» **DIRECTIONS**:
1. Repeat the passage of the Bible study blog post word for word, starting at "Auntie Knickers said..." and stopping after "lunalibre said...".
2. In the Bible study blog post, which website is the writer sharing with FT?

» **PASSAGE TO READ**:
╔══

So -- we're trying to come up with something workable. Since I do a mini-study every week on Sunday lectionary texts for our church blog, that might seem to be a logical starting point; but FT has noted that, when she reads these, and then hears our pastor's sermons that will touch on some broad theme of the week but that often don't directly engage the texts for very long, she feels like something's missing.

My thought is to just start at the beginning of one book and go right though the whole thing, using all our available study-Bible and other reference tools but then also re-approaching the text from a more immediate, personal "What does this mean for me at this time?" perspective. We might just start at Genesis. I'm sharing Luther Seminary's Enter the Bible website with FT to see if that resonates with her.

FT is an eager student ready to, as Kelly Fryer puts it, swim out to the deeper end of the pool, so I think we'll have some fun with this.


Auntie Knickers said...

The type of Bible study you describe in the last part of your post is the type we did at my former church (I moved away, that's why it's former). I found it the best for me. I don't like what is offered to me now -- a canned study in a booklet with someone else's thoughts and not even addressing the text that much. And Genesis is great because there are so many stories and so many ways to look at them. Wish I could join you!

lunalibre said...

It's hard to get into the habit of using those reusable bags, but it's well worth it! Personally, I absolutely despise those filmy plastic bags, so I was ready to try almost anything to cut down on how many of those we brought home.

The key for us was remembering to get them out of the car as soon as we got to the store! Once we trained ourselves to think of putting bags in the undershelf of every shopping cart (at the grocery store, at the MegaMart, at the home improvement store -- any store that used carts), it was a lot easier.

╚══

» **DATA TO EXAMINE**:
╔══

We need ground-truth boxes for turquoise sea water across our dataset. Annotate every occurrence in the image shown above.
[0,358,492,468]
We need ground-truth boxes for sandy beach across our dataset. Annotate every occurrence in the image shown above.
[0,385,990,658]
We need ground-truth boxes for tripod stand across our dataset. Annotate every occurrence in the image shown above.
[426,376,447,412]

╚══
╔══

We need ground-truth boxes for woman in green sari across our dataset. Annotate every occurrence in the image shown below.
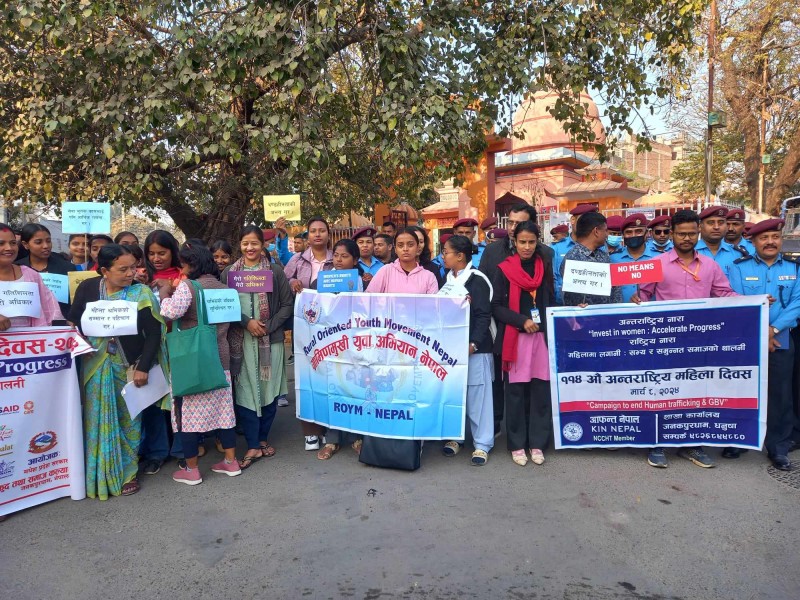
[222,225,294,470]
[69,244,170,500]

╚══
╔══

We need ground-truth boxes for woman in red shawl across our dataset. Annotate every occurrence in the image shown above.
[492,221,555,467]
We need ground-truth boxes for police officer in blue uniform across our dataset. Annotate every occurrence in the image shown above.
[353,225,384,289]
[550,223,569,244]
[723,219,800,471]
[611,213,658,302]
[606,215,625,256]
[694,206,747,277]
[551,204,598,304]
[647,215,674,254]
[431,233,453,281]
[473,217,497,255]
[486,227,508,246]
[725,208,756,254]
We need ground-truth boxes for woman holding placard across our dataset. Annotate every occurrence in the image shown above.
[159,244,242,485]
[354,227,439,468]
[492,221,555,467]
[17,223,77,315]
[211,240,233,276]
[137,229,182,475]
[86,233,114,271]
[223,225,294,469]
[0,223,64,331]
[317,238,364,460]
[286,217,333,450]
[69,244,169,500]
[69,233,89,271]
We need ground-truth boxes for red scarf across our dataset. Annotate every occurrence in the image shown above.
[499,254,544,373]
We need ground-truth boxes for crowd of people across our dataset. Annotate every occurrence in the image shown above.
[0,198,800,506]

╚══

» **ANSWERS FOR THE EXERCISE**:
1.
Auntie Knickers said...

The type of Bible study you describe in the last part of your post is the type we did at my former church (I moved away, that's why it's former). I found it the best for me. I don't like what is offered to me now -- a canned study in a booklet with someone else's thoughts and not even addressing the text that much. And Genesis is great because there are so many stories and so many ways to look at them. Wish I could join you!

lunalibre said...

2. Luther Seminary's Enter the Bible website.